= Data extracted from a collection =
•••••

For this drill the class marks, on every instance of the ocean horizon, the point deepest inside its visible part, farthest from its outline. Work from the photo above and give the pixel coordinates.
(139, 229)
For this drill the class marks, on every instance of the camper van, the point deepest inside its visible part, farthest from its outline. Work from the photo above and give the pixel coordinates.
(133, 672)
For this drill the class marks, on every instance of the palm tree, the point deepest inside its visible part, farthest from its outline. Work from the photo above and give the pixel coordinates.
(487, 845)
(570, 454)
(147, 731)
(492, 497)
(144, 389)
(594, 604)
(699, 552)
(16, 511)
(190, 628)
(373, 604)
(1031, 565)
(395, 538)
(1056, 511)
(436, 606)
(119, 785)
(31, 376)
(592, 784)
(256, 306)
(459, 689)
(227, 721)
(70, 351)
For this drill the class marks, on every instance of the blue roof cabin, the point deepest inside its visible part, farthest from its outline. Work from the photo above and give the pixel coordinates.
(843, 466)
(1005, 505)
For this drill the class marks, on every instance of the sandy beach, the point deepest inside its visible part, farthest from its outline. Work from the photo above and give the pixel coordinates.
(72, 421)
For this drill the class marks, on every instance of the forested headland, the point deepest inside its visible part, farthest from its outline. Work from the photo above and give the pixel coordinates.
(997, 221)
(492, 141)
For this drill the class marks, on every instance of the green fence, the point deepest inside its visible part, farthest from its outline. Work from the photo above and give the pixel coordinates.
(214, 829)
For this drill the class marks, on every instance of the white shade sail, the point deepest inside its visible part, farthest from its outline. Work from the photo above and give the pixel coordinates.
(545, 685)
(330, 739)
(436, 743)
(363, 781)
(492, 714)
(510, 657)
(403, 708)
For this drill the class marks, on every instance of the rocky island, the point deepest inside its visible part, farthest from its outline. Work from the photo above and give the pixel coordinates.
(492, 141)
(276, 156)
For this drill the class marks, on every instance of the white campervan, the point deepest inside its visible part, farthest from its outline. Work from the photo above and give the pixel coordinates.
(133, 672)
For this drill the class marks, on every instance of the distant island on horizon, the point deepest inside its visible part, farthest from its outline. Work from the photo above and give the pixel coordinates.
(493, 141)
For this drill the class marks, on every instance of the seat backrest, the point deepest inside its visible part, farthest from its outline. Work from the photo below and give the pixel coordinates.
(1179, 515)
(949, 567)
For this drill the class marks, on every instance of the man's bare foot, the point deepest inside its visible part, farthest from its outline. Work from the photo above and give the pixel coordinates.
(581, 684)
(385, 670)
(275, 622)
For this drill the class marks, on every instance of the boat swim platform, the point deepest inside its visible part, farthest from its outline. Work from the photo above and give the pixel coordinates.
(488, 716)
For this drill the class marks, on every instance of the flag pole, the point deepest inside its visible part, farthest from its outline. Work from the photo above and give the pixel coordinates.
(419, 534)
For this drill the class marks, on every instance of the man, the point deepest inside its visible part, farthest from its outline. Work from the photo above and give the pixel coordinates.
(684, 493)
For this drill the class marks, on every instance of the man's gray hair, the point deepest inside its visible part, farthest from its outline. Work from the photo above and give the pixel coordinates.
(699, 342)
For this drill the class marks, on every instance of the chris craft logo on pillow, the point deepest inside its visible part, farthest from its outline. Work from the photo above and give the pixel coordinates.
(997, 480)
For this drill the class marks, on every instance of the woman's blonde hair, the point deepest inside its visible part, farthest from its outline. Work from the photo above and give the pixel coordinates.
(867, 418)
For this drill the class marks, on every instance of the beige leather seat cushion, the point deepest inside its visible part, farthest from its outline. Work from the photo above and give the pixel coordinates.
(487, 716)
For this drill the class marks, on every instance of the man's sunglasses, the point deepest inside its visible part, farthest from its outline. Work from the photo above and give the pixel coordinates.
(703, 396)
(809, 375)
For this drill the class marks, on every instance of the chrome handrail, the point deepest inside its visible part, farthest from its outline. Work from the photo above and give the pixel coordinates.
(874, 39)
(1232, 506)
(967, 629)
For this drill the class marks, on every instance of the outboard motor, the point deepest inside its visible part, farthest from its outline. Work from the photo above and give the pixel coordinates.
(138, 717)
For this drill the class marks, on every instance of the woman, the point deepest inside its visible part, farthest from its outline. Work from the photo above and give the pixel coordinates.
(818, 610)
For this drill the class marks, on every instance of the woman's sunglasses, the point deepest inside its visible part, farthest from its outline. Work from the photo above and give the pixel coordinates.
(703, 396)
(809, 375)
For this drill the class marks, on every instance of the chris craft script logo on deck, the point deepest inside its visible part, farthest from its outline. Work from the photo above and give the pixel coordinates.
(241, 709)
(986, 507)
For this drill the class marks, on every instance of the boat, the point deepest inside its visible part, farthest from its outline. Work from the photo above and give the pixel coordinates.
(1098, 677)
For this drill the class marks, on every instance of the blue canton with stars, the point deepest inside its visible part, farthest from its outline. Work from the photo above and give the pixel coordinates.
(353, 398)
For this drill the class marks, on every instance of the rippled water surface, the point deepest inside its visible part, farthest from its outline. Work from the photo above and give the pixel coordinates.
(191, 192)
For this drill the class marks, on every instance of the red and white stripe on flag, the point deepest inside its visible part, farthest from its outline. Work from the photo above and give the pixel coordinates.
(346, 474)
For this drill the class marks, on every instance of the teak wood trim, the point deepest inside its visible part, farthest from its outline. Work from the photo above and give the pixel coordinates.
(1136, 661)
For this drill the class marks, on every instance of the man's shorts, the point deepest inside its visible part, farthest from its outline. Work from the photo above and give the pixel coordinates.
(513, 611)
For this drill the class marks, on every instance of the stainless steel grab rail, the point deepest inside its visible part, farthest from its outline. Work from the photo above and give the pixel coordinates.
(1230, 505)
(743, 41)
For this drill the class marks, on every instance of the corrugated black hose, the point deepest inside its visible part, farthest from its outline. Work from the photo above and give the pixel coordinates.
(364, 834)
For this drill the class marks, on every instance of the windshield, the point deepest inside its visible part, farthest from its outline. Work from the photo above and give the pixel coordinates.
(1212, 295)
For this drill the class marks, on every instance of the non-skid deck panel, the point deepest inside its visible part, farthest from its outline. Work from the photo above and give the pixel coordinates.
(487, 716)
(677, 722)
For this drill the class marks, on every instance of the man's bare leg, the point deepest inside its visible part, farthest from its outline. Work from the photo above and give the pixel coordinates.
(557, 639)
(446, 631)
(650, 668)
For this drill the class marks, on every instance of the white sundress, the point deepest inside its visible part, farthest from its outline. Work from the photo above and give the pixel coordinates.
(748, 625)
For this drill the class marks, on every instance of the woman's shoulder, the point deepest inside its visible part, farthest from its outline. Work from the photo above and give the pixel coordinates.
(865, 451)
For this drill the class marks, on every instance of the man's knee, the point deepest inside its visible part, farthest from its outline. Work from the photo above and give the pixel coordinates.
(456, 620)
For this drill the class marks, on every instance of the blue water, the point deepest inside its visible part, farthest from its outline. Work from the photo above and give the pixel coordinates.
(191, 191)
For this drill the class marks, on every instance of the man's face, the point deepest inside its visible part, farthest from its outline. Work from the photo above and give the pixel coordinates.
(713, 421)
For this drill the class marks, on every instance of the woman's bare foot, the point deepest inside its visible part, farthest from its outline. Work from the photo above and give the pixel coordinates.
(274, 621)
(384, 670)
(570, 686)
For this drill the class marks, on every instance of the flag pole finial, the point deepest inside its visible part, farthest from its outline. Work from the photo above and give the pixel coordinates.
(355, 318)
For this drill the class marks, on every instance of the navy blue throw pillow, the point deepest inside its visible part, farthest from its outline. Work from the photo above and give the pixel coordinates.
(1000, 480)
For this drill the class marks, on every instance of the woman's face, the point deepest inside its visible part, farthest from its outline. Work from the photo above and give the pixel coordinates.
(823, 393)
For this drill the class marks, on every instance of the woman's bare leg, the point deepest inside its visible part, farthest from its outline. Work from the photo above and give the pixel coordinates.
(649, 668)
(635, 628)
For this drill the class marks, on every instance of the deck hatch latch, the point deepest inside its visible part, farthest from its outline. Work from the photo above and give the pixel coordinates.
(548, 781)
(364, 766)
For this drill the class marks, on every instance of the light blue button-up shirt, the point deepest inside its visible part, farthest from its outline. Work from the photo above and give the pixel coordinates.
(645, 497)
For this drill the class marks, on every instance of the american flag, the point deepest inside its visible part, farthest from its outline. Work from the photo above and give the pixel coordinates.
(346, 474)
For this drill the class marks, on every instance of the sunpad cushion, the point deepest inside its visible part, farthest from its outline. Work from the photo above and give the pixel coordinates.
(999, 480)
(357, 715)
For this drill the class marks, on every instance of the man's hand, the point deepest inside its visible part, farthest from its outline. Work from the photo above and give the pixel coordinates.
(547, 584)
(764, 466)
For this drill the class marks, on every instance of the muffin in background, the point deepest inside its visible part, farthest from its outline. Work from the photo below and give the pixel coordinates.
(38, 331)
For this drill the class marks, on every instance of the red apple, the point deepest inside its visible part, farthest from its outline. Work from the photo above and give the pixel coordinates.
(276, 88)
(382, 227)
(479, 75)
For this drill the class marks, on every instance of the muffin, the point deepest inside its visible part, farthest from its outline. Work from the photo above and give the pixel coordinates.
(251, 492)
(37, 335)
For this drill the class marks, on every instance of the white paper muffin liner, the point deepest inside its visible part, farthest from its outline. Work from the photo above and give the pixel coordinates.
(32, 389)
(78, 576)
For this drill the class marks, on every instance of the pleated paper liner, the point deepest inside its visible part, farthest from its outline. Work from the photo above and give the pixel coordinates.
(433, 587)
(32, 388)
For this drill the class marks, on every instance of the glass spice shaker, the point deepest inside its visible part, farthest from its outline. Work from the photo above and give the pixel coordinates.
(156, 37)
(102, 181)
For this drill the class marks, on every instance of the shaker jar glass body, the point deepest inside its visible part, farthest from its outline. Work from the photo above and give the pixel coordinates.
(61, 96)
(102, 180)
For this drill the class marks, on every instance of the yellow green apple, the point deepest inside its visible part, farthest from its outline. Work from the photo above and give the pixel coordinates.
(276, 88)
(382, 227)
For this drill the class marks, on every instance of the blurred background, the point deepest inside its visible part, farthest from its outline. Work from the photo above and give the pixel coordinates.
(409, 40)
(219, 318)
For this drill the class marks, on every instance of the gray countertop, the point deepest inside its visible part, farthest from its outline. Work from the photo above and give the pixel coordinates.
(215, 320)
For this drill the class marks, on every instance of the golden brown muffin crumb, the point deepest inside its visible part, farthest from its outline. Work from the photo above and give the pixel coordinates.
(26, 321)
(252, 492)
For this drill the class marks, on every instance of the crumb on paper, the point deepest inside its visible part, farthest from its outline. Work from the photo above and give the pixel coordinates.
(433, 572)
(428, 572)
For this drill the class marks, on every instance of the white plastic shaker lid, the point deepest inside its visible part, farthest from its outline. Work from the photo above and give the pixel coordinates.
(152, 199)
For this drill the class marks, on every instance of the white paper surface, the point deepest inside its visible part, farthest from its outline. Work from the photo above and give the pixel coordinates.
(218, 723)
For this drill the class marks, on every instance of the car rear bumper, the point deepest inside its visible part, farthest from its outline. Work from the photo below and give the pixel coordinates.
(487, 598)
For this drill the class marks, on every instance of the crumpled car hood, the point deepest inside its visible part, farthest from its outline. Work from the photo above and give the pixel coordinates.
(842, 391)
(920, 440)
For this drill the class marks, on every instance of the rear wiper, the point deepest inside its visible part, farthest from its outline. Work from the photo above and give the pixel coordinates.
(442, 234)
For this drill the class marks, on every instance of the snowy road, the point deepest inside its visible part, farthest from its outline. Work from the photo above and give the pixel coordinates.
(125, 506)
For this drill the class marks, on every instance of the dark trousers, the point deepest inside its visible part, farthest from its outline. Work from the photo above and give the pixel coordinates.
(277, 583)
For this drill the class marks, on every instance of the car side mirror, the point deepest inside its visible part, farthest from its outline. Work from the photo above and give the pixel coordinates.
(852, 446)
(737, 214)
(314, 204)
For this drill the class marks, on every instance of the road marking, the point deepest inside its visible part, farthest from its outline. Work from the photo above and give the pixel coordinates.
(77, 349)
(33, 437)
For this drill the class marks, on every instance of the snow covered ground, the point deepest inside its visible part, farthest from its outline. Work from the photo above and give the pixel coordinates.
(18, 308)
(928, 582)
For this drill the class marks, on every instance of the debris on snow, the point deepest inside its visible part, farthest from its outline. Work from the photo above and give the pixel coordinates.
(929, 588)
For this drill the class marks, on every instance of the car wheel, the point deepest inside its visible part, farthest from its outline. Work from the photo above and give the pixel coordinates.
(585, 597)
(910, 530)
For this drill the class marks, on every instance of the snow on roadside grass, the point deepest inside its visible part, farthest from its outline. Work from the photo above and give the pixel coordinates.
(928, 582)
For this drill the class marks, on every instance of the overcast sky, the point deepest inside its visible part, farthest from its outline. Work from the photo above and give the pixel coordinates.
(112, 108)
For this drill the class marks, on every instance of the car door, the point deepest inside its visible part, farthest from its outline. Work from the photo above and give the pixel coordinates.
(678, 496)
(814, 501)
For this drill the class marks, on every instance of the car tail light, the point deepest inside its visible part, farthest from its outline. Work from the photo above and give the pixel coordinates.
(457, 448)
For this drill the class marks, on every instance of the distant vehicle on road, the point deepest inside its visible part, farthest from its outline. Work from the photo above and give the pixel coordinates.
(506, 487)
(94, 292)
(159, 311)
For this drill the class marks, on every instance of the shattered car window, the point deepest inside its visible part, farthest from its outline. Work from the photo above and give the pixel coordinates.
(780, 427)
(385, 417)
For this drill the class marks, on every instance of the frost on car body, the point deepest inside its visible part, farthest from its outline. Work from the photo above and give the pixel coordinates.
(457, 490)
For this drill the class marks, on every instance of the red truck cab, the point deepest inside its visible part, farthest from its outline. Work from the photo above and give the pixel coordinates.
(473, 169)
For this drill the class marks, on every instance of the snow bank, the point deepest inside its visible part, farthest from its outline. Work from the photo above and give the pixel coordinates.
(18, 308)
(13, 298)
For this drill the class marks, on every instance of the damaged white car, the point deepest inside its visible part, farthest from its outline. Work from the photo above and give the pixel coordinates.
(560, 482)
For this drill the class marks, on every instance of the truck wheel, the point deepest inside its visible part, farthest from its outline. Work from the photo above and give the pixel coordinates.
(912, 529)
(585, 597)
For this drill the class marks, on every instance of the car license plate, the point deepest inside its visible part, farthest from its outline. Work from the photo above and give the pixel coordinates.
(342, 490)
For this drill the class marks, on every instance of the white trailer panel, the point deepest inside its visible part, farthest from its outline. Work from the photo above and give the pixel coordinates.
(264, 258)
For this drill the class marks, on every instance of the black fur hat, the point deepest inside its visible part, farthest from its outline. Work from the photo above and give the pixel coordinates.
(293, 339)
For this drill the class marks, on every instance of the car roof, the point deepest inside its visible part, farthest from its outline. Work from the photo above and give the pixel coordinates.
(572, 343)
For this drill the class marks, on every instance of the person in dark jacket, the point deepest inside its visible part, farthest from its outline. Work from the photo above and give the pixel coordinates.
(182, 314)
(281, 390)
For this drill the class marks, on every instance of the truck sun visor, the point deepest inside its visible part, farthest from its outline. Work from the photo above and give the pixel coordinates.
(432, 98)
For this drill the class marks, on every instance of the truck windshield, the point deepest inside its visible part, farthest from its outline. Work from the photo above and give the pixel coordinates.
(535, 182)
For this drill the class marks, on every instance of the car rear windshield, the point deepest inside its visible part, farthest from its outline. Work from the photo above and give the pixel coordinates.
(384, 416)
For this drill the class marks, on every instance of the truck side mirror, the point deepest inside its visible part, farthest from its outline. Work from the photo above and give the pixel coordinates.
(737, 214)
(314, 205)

•••••

= WHAT TO WORK ON =
Return exactly, and only, the line containing "truck wheel, the" and every line after it through the end of the material.

= SOLUTION BELOW =
For this drill the class marks, on every instance of the truck wheel, the point deepest inside its visible part, farthest from its outline. Work from the photo above and give the pixel coordinates.
(912, 529)
(585, 597)
For this drill the class marks, on every instance of the car license plate, the point deepest inside its visible part, farthest from its outline. Work from the photo above and give the pixel coordinates.
(342, 490)
For this drill the class marks, on every instance of the white trailer panel, the point deepest inside its visible part, farthest from its outline. Work from the photo above and give the pixel coordinates.
(264, 258)
For this drill the class marks, on every instance of the black fur hat, the point deepest inside its visible part, farthest from its outline. Work from the photo above and give the pixel coordinates.
(293, 339)
For this drill the class marks, on every instance of the car roof, the point deepest inside its visible part, farthest from its outline. Work from the photo above and give the pixel coordinates.
(572, 343)
For this drill the class marks, on every instance of the person in dark jacket, the point deepest inside its visible part, farthest from its outline. Work from the photo above and give the pixel coordinates.
(182, 314)
(281, 390)
For this drill the class marks, on every instance of the truck sun visor, the point deepest inside its visible part, farthest from its outline. Work from the photo above and give the pixel coordinates.
(432, 98)
For this drill the class marks, on every instance of the truck windshield, the point deepest inside its visible part, farthest from its outline. Work from the photo above and give the pixel coordinates.
(535, 182)
For this drill the class marks, on every instance of the car rear windshield, the point deepest inside its visible part, farthest from its outline. Work from the photo above and give the pixel coordinates.
(384, 416)
For this drill the class marks, on every instance of the truck side mirror, the point deepest inside its visible part, farthest from its outline. Work from the photo above and give the pixel coordinates.
(737, 214)
(314, 205)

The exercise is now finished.